:: WHAT THE TASK ASKS ::
From the data below, copy exactly the lines that lie between the one holding "Target: weathered stone surface" and the one holding "the tree foliage.", including both, and nothing more.

== Segment start ==

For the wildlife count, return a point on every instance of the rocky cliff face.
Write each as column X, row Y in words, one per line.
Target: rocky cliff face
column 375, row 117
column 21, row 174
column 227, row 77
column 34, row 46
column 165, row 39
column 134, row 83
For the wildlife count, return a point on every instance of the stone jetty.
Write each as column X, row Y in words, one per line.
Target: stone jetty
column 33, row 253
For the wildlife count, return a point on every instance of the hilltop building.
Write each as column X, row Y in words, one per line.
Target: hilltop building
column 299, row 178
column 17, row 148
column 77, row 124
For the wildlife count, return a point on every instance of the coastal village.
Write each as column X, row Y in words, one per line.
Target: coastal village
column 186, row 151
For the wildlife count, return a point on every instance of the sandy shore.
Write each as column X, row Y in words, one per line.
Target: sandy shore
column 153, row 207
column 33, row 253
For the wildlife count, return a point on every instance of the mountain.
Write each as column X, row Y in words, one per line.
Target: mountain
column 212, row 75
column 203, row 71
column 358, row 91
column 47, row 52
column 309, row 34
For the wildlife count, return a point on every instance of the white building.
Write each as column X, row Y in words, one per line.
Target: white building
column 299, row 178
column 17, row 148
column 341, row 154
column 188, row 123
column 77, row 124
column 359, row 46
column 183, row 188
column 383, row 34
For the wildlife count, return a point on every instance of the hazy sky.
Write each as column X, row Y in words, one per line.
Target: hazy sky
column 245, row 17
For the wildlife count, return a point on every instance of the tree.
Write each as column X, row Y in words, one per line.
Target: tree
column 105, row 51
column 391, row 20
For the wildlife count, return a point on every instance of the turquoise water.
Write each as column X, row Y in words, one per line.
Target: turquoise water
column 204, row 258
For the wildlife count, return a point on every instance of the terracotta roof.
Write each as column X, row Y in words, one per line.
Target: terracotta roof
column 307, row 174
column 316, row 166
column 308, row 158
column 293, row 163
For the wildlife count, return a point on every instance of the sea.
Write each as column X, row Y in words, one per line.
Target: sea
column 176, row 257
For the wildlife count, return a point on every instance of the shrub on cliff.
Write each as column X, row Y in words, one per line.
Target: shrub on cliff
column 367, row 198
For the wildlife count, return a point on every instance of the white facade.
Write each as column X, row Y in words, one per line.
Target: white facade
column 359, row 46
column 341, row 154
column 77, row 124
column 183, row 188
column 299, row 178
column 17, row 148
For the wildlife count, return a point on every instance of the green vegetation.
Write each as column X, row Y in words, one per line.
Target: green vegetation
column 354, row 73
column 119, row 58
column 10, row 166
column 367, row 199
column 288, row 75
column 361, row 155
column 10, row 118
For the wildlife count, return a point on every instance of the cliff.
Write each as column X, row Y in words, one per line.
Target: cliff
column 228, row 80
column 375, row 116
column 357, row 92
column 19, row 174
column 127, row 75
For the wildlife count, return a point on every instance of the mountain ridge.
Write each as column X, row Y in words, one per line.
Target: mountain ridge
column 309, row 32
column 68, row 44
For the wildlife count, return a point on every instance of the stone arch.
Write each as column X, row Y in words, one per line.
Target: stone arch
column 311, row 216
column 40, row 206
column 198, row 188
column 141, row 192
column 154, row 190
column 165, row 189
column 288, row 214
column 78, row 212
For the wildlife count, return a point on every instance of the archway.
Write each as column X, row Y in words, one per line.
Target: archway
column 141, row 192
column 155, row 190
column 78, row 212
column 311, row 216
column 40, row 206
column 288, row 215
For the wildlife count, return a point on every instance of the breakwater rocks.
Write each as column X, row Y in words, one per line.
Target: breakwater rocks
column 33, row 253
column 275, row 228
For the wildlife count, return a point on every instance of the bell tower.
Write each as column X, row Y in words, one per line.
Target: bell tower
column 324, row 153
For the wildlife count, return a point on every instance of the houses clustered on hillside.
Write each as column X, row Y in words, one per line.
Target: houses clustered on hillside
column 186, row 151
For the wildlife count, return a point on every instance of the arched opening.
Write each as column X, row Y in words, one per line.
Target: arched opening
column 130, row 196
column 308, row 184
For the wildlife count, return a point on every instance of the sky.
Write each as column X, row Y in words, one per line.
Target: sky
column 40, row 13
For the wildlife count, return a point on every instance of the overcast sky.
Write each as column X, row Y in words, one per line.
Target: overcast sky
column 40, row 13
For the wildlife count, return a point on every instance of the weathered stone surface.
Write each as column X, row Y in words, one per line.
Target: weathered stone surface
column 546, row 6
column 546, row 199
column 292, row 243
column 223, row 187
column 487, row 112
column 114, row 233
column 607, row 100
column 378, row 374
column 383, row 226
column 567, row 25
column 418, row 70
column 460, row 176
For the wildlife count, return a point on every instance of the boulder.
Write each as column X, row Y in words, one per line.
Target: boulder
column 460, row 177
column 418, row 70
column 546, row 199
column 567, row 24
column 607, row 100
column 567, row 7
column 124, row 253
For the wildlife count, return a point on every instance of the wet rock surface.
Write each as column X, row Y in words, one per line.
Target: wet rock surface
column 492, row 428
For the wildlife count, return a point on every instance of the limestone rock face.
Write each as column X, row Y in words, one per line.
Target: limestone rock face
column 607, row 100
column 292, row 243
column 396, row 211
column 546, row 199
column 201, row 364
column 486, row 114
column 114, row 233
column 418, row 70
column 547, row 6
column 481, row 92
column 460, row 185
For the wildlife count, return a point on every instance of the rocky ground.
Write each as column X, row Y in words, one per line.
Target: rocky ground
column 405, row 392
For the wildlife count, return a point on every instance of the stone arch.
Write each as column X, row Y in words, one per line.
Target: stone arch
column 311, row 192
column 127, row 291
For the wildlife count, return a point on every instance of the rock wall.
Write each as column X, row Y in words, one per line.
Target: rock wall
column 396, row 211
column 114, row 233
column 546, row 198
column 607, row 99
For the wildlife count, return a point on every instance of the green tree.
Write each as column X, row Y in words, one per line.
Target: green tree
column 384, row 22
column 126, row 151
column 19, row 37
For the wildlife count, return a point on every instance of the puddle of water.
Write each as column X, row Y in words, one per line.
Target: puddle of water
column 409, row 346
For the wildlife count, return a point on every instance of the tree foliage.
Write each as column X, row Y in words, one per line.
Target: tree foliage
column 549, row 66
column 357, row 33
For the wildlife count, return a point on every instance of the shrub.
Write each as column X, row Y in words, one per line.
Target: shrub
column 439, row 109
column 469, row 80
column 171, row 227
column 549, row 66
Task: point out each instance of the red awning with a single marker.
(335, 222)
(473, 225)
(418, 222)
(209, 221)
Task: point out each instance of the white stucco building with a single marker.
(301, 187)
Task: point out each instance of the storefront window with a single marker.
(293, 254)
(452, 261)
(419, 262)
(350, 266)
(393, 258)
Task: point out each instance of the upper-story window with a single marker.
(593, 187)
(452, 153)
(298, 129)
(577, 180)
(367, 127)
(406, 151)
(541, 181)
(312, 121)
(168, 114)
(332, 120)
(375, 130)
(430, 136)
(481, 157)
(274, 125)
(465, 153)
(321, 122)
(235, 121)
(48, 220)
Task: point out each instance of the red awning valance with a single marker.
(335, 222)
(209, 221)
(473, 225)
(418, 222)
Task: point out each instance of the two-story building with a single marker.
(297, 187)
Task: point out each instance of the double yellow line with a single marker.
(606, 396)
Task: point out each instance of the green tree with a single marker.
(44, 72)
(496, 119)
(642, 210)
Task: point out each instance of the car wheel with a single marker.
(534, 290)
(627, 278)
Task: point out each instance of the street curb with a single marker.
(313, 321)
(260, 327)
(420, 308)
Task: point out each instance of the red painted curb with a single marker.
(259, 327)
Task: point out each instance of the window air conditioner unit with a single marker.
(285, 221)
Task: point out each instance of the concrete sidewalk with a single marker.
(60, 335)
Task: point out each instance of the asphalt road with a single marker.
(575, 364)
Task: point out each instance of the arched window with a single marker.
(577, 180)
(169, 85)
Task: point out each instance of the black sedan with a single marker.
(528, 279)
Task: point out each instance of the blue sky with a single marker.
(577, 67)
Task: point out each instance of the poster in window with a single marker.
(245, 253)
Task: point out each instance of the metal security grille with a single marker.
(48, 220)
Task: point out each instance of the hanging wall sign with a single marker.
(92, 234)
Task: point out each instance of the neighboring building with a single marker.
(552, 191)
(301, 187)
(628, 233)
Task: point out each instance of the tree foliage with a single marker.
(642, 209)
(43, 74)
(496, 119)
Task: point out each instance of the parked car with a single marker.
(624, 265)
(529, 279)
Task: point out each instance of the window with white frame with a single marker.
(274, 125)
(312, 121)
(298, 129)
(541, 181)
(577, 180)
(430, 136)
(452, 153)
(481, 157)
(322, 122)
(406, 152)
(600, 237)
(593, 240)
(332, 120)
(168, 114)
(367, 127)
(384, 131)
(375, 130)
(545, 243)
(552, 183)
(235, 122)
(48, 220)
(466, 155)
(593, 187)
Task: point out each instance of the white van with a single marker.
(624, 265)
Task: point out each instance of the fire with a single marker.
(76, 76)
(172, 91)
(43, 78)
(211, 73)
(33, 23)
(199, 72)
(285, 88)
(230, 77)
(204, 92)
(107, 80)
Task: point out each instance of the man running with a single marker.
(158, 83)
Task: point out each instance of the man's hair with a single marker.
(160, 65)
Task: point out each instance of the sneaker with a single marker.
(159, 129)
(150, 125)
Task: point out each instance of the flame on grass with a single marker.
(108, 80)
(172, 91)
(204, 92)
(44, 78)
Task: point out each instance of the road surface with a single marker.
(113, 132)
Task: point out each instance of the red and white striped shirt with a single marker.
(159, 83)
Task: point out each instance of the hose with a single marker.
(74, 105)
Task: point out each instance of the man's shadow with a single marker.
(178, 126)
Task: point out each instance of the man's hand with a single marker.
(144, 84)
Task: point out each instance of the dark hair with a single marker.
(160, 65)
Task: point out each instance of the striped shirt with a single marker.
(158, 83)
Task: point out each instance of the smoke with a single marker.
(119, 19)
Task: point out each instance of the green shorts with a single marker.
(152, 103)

== Segment end ==

:: THE ANSWER ::
Target: weathered stone surface
column 546, row 6
column 546, row 199
column 292, row 243
column 223, row 187
column 487, row 112
column 114, row 233
column 607, row 100
column 378, row 374
column 383, row 226
column 567, row 25
column 418, row 70
column 460, row 176
For the wildlife count, return a point on every instance of the boulder.
Write each as column X, row Y in words, one per line.
Target: boulder
column 460, row 177
column 418, row 70
column 546, row 199
column 567, row 24
column 607, row 100
column 567, row 7
column 124, row 253
For the wildlife count, return a point on every instance of the wet rock surface.
Write each as column X, row Y in words, one per line.
Target: wet rock surface
column 492, row 428
For the wildlife count, return a point on every instance of the limestone rock face.
Write each as column X, row Y in words, one per line.
Target: limestone rock face
column 607, row 100
column 292, row 243
column 396, row 211
column 546, row 199
column 201, row 364
column 486, row 114
column 114, row 233
column 418, row 70
column 547, row 6
column 481, row 92
column 460, row 185
For the wildlife count, return a point on every instance of the rocky ground.
Write each as column X, row Y in words, one per line.
Target: rocky ground
column 405, row 392
For the wildlife count, return a point on every instance of the stone arch.
Write each as column X, row Y in words, one per line.
Target: stone arch
column 311, row 192
column 127, row 291
For the wildlife count, return a point on every instance of the rock wall.
Write each as column X, row Y in words, one per line.
Target: rock wall
column 396, row 211
column 114, row 233
column 546, row 198
column 607, row 99
For the wildlife count, return a point on every instance of the green tree.
Write each as column X, row Y in words, one per line.
Target: green tree
column 384, row 22
column 126, row 151
column 19, row 37
For the wildlife count, return a point on every instance of the puddle of water.
Write each as column X, row Y in words, one per line.
Target: puddle of water
column 409, row 346
For the wildlife count, return a point on every instance of the tree foliage.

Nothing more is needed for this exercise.